"""

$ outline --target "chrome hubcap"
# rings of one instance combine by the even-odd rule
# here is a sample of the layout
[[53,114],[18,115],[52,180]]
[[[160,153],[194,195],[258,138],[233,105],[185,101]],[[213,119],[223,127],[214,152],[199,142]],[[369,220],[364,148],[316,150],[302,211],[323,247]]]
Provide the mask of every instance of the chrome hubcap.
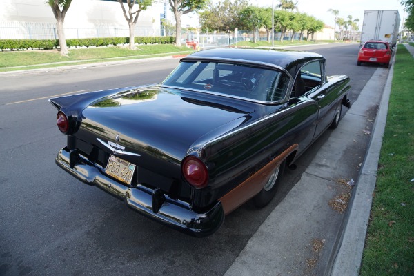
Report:
[[276,184],[276,179],[277,179],[277,175],[279,175],[279,169],[280,165],[279,165],[279,166],[276,168],[276,169],[273,171],[272,175],[270,176],[270,178],[267,181],[264,187],[263,187],[265,191],[268,192],[269,190],[270,190]]

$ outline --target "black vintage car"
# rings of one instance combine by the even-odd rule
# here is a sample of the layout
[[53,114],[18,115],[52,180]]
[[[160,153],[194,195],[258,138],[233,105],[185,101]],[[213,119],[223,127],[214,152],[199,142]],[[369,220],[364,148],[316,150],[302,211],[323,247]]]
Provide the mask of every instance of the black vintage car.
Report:
[[349,78],[317,54],[219,48],[181,60],[159,85],[50,99],[68,137],[61,168],[197,237],[252,199],[351,106]]

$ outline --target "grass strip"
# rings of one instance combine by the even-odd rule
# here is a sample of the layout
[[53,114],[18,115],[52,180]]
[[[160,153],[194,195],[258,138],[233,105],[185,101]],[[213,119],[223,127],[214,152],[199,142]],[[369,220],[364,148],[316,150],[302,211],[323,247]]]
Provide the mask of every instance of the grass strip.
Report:
[[[61,66],[68,63],[68,65],[71,65],[68,61],[88,62],[92,60],[94,62],[99,62],[107,59],[148,57],[150,55],[173,55],[181,52],[191,52],[193,50],[186,46],[176,47],[164,44],[140,45],[137,47],[137,50],[121,47],[70,48],[68,57],[61,57],[56,50],[1,52],[0,69],[37,65],[43,66],[48,63],[61,63]],[[22,69],[26,68],[19,70]]]
[[[318,41],[318,43],[332,41]],[[313,41],[275,41],[275,46],[314,44]],[[202,44],[201,44],[202,46]],[[236,45],[235,45],[236,46]],[[258,41],[241,41],[238,47],[272,46],[272,43]],[[27,69],[55,68],[123,59],[142,59],[175,54],[189,54],[192,48],[172,44],[139,45],[137,50],[125,47],[110,46],[88,48],[70,48],[68,57],[61,57],[57,50],[0,52],[0,72]]]
[[414,58],[400,44],[361,275],[414,272]]

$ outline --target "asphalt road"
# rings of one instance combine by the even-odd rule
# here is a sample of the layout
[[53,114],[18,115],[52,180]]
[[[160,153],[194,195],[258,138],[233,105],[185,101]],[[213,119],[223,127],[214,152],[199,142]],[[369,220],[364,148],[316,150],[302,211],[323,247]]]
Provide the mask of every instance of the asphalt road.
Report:
[[[328,75],[348,75],[352,100],[377,69],[356,66],[356,44],[298,49],[324,55]],[[177,63],[178,59],[168,59],[0,75],[1,275],[222,275],[227,271],[295,187],[331,131],[299,159],[297,170],[286,171],[284,184],[269,206],[257,210],[248,203],[243,205],[226,217],[217,233],[204,239],[150,221],[55,164],[66,139],[55,126],[56,110],[48,102],[49,97],[157,83]],[[376,110],[371,112],[373,120]],[[348,159],[344,161],[348,178],[357,177],[367,143],[368,137],[349,149]],[[289,212],[295,215],[294,208]],[[337,224],[342,215],[336,217]],[[301,248],[280,245],[288,247]],[[302,257],[299,252],[286,253]]]

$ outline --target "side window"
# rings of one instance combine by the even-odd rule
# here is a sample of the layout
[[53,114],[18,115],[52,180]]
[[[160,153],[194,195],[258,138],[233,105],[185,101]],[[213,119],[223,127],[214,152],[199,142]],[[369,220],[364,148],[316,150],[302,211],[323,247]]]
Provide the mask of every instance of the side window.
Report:
[[313,61],[302,66],[298,72],[292,90],[291,97],[301,97],[322,83],[321,62]]

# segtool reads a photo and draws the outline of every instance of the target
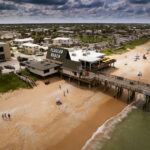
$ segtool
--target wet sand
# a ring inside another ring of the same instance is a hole
[[[111,74],[139,80],[137,74],[141,71],[140,80],[150,83],[150,54],[148,60],[134,61],[149,47],[146,43],[112,56],[117,59],[117,69]],[[11,121],[0,118],[0,150],[80,150],[99,126],[126,107],[98,89],[79,88],[58,78],[50,80],[50,85],[38,82],[34,89],[0,96],[0,115],[12,115]],[[67,89],[69,94],[64,96]],[[61,106],[56,105],[57,97],[61,98]]]
[[[56,105],[57,97],[61,106]],[[6,93],[0,97],[0,115],[10,113],[12,118],[0,118],[0,150],[79,150],[125,106],[97,89],[78,88],[60,79]]]

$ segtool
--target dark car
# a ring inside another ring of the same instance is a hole
[[[2,66],[0,66],[0,70],[3,70],[4,68]]]
[[[15,54],[14,53],[11,53],[11,57],[14,57],[15,56]]]
[[[25,66],[26,65],[26,61],[20,62],[19,64],[20,64],[20,66]]]
[[[6,66],[4,66],[6,69],[13,69],[13,70],[15,70],[15,67],[14,66],[11,66],[11,65],[6,65]]]

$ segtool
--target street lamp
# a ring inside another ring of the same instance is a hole
[[[140,77],[142,77],[142,72],[139,71],[137,76],[139,77],[139,82],[140,82]]]

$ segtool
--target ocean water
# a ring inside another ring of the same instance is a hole
[[[95,150],[150,150],[150,113],[133,109],[117,124],[110,139],[96,147]]]

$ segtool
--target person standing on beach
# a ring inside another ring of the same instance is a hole
[[[9,118],[9,120],[11,120],[11,115],[10,114],[8,114],[8,118]]]
[[[2,113],[2,119],[4,120],[4,114]]]
[[[4,119],[7,119],[7,115],[6,115],[6,113],[4,113]]]
[[[59,84],[59,89],[61,90],[61,85]]]

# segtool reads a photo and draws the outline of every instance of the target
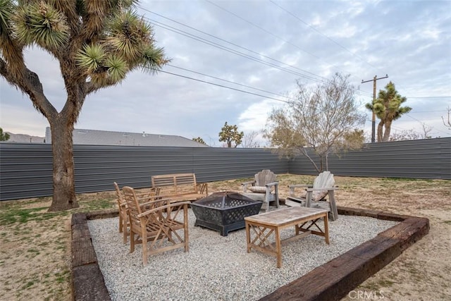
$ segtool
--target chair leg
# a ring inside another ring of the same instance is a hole
[[[128,229],[127,227],[128,220],[123,219],[122,221],[122,240],[123,243],[127,243],[127,236],[128,236]]]
[[[142,264],[144,266],[147,265],[147,234],[144,233],[146,235],[146,238],[142,238]]]
[[[130,229],[130,252],[132,253],[135,252],[135,233],[131,229]]]

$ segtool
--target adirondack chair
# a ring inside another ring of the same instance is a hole
[[[133,188],[125,186],[122,191],[128,208],[130,253],[135,251],[135,244],[142,243],[142,263],[145,266],[148,254],[154,254],[180,247],[188,252],[190,202],[171,203],[170,201],[157,199],[140,204]]]
[[[276,202],[279,207],[278,182],[276,180],[277,175],[269,169],[264,169],[254,176],[255,179],[242,183],[242,195],[252,199],[262,201],[261,209],[269,211],[269,202]],[[250,192],[248,192],[249,190]]]
[[[312,208],[323,208],[329,211],[329,219],[335,221],[338,219],[338,211],[335,204],[334,191],[335,181],[333,174],[330,171],[323,171],[315,178],[313,185],[295,184],[288,185],[290,196],[287,200],[300,203],[301,206]],[[304,188],[300,193],[296,194],[296,188]],[[328,199],[326,199],[326,197]]]

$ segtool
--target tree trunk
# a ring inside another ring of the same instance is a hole
[[[65,118],[52,121],[50,130],[54,157],[54,195],[49,211],[78,207],[74,180],[73,123],[68,123]]]
[[[382,137],[383,136],[383,121],[381,121],[378,124],[378,142],[382,142]]]
[[[388,141],[388,138],[390,137],[390,133],[391,132],[391,130],[392,130],[392,123],[391,122],[386,122],[385,123],[385,131],[383,133],[383,137],[382,138],[382,142],[386,142],[387,141]]]

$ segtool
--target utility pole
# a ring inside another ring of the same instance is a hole
[[[374,78],[372,80],[365,80],[364,81],[364,80],[362,80],[362,83],[363,84],[364,82],[371,82],[371,80],[373,81],[373,109],[371,111],[373,111],[373,121],[371,123],[371,143],[374,143],[375,142],[375,139],[374,137],[376,137],[375,135],[375,132],[376,132],[376,113],[374,113],[374,102],[376,102],[376,81],[378,80],[382,80],[383,78],[388,78],[388,75],[385,74],[385,76],[384,76],[383,78],[378,78],[378,75],[374,75]]]

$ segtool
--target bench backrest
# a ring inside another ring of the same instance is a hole
[[[152,187],[164,188],[160,194],[197,193],[197,184],[194,173],[175,173],[152,176]]]
[[[335,183],[333,174],[330,171],[323,171],[321,173],[313,183],[314,188],[332,188]]]

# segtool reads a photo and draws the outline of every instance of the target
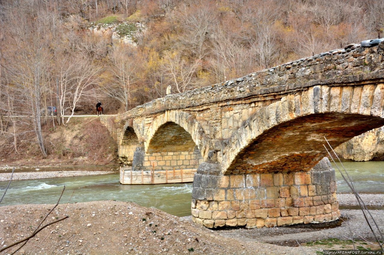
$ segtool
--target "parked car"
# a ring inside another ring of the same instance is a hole
[[[56,116],[56,114],[57,114],[57,110],[56,110],[56,106],[47,106],[46,109],[41,111],[41,115],[42,115]]]

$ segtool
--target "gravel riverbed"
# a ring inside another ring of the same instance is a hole
[[[111,172],[18,172],[14,174],[13,180]],[[0,173],[0,180],[9,180],[10,175],[10,173]],[[353,194],[337,196],[341,206],[358,204]],[[360,196],[368,206],[384,206],[383,194]],[[0,248],[30,234],[53,206],[49,204],[0,206]],[[96,201],[59,204],[47,222],[64,216],[69,217],[42,230],[16,254],[314,255],[324,249],[345,246],[305,247],[303,244],[330,238],[374,240],[361,210],[340,211],[342,220],[331,228],[323,226],[319,228],[318,224],[308,224],[211,230],[195,225],[190,216],[178,217],[131,202]],[[384,210],[371,212],[381,230],[384,231]],[[379,248],[373,246],[371,248]],[[7,251],[9,253],[14,250]],[[7,254],[5,252],[0,254]]]

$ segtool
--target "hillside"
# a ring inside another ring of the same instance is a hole
[[[89,114],[101,101],[122,113],[168,85],[177,93],[380,37],[383,16],[374,0],[2,1],[0,157],[90,159],[45,139],[56,127],[38,117],[44,109]]]
[[[74,117],[66,126],[43,126],[49,156],[41,155],[35,143],[22,143],[19,153],[3,147],[1,163],[11,166],[108,165],[116,163],[116,143],[96,117]]]

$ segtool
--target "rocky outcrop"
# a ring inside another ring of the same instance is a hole
[[[335,152],[341,158],[355,161],[384,160],[384,127],[353,137]]]

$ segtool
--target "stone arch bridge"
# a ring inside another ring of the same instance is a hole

"""

_WHAT IS REQUIRED_:
From the records above, pick out and copy every line that contains the string "chair". Case counts.

_SOLUTION TO THE EXERCISE_:
--target chair leg
--target adirondack chair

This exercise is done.